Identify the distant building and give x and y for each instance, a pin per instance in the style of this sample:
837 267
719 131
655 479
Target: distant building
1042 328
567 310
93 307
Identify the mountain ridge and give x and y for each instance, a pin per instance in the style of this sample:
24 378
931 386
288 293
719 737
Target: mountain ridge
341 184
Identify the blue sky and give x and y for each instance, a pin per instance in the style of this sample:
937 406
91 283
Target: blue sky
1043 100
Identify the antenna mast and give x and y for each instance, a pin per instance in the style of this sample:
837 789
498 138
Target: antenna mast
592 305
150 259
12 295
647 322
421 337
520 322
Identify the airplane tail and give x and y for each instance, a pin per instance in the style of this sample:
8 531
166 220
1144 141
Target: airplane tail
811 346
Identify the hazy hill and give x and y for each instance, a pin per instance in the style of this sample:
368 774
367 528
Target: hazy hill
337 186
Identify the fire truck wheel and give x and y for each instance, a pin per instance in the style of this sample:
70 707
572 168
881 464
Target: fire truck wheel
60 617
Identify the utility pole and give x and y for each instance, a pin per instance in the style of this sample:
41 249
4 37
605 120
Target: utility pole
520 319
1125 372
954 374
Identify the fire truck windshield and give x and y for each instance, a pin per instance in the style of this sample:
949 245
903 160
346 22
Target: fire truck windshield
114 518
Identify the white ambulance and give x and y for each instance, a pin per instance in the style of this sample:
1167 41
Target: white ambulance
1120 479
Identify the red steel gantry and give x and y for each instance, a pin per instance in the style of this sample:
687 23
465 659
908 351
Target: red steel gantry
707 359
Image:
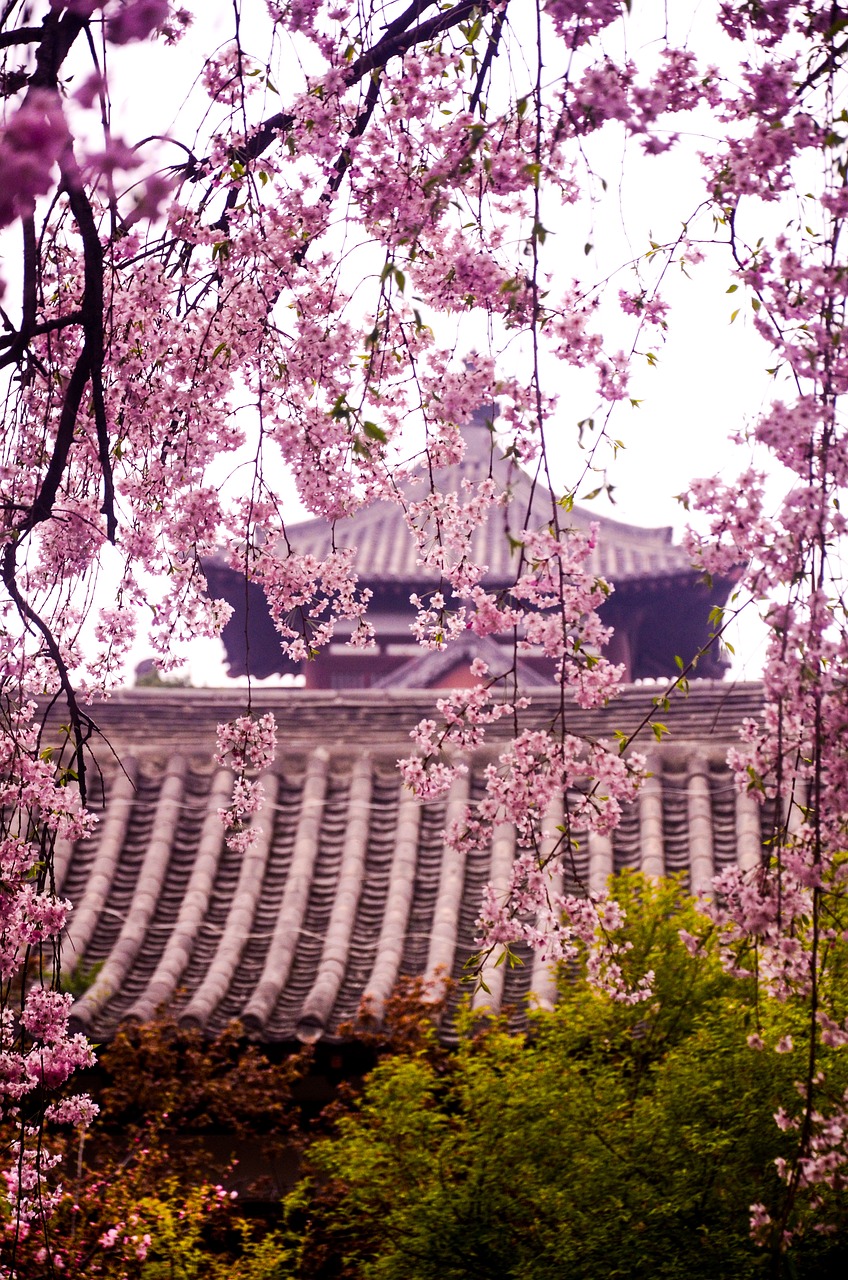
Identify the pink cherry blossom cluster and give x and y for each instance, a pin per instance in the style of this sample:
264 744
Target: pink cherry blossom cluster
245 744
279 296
##############################
→ What is asked
Rewrite all the rows above with "a pin per instance" changed to "one point per instance" and everything else kept the same. Omit the pictures from your answer.

→ Result of this exercise
Identify the distant building and give x and y for each instance, one point per instance in the style of this sample:
837 267
719 131
655 479
Target: distant building
1042 328
567 310
93 307
Identify the mountain ridge and give x and y for each instance, one point per instance in the style of this sample:
24 378
931 386
288 293
719 737
Target: mountain ridge
341 184
Identify the blue sky and give x and y for each instance, one point per instance in the style of this sample:
937 406
91 283
Target: blue sky
1043 100
Identify the antenna mast and give x and y for each instance, one point per instance in the style of this sample:
837 789
498 138
Target: antenna mast
592 305
150 259
12 295
647 322
421 337
520 322
Identify the airplane tail and give x and y for each instance, one point per instance in the style of this sample:
8 531
166 220
1144 141
Target: airplane tail
811 346
Identify the hazy hill and give x and y for each instance, one point per instance in the style of this sample:
368 774
367 528
Target: hazy hill
337 186
Identify the fire truck wheel and give x and y for each instance, one point per instance in the style of this sample:
70 707
572 168
881 464
Target: fire truck wheel
60 617
Identify the utility pole and give x and y for each instance, one point per instance in the style of this sample:
41 249
4 37
605 120
Target: utility pole
520 319
1125 372
954 374
Identify the fire truck windshield and give x and y for each instance, one point per instance in the style of this sample:
949 245
903 160
346 22
Target: fire truck windshield
114 518
Identify the white ambulance and give x and y for each instance, one point per instance in the style of this sample:
1167 41
Target: white ambulance
1120 479
Identify the red steel gantry and give x and y for each instance, one point per instance in the style of this sample:
687 23
465 659
908 351
Target: red steel gantry
707 359
Image:
Identify the pink cherry blossom cluster and give x and y for each instance, one point per instance in the style of this sample:
264 744
Target: pink cherry blossom cluster
245 744
279 296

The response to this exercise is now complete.